◆ Consegna
Aggiorna il passo del testo sul Villaggio Olimpico partendo dalle parole "Il corso, come" e fermandoti dopo "dell’area di intervento.". Sostituisci "fase analitica" con "fase conoscitiva".

◆ Estratto del documento
####

Il quartiere ospita alcune strutture straordinarie come il Palazzetto dello Sport di Pierluigi Nervi, straordinaria struttura (all’interno) che è stata abbandonata al degrado per anni e che, finalmente, in questi giorni sta tornando a vivere[6] e lo Stadio Flaminio, sempre di Pierluigi Nervi, tristemente abbandonato al degrado di ogni genere … anche a causa della miopia di chi vieti di modificarlo per adeguarlo al suo riutilizzo da parte di una delle due squadre della città[7].
Né la realizzazione dell’Auditorium Parco della Musica di Renzo Piano ha portato vita al quartiere … non già per le sue cancellate e passaggi a livello, che lo rendono uno spazio privato più che pubblico, né tantomeno per il suo, discutibile, aspetto esteriore, che da subito lo ha fatto ribattezzare dai romani “i tre scarafaggi”, ma a causa della sua totale mancanza di connessione al resto della città. L’Auditorium, infatti, non è un luogo cui recarsi passeggiando … nemmeno per chi viva ai Parioli o al Flaminio, perché lo spazio intorno è terra di nessuno, dove nessuno avrebbe piacere a passeggiare, specie all’imbrunire.
E allora cosa fare? … E cosa salvare?
Il progetto per il Villaggio Olimpico degli studenti del Graduate Program della University of Notre Dame School of Architecture
Nel corso del Fall Semester 2021, per il mio corso di Progettazione Urbanistica e Architettonica del Master in Urban and Architectural Design della University of Notre Dame School of Architecture ho assegnato, come tema progettuale, la “Rigenerazione Urbana” dell’ex Villaggio Olimpico ad un gruppo di 8 studenti, Jonathan Buehler, Anthony Ferraro, Daniel Glasgow, Carey Groninger, Jones, Margaret, William Marsh, Juan Nino, Luci Serra.
Il corso, come di consueto, è stato strutturato in tre fasi: analisi urbana, progettazione urbana, progettazione architettonica. La fase analitica ha riguardato in primis l’analisi della città storica, poi quella dei quartieri a ridosso dell’area di intervento e, infine l’analisi dell’area di intervento.

####

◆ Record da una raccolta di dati
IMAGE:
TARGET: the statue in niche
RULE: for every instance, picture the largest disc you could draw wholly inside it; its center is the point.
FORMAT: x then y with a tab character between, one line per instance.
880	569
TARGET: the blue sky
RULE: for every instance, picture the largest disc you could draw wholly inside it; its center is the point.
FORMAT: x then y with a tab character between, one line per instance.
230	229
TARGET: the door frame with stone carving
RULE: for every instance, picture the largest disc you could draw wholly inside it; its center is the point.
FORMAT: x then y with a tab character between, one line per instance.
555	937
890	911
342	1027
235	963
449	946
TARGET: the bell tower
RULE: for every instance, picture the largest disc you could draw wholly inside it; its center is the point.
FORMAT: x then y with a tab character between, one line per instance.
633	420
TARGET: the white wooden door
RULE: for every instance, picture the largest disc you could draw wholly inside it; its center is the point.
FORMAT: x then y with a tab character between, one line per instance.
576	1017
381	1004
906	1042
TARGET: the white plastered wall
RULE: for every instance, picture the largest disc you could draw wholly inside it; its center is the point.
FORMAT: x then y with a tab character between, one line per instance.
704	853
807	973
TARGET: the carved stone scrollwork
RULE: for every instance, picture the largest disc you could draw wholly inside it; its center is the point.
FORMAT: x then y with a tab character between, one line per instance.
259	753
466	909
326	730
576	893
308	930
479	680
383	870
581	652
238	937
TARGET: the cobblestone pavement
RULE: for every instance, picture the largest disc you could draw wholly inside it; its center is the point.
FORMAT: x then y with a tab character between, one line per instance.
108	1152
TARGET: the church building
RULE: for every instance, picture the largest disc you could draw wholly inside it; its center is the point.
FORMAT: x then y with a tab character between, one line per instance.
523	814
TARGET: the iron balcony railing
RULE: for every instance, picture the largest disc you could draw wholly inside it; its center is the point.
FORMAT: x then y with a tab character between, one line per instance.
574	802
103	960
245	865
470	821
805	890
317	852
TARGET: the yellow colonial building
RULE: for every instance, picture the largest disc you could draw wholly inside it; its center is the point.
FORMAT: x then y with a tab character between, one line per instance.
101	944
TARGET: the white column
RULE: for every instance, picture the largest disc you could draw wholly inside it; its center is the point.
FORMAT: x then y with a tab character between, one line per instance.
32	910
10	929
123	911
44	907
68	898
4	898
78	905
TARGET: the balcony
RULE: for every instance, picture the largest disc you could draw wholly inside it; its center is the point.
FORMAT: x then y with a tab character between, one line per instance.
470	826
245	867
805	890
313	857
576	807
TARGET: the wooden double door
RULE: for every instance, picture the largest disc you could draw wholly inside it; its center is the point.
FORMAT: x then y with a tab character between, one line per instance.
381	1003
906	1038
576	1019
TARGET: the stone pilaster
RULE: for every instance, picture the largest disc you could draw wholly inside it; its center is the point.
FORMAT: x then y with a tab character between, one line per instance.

####

◆ Risposta
Il corso, come di consueto, è stato strutturato in tre fasi: analisi urbana, progettazione urbana, progettazione architettonica. La fase conoscitiva ha riguardato in primis l’analisi della città storica, poi quella dei quartieri a ridosso dell’area di intervento e, infine l’analisi dell’area di intervento.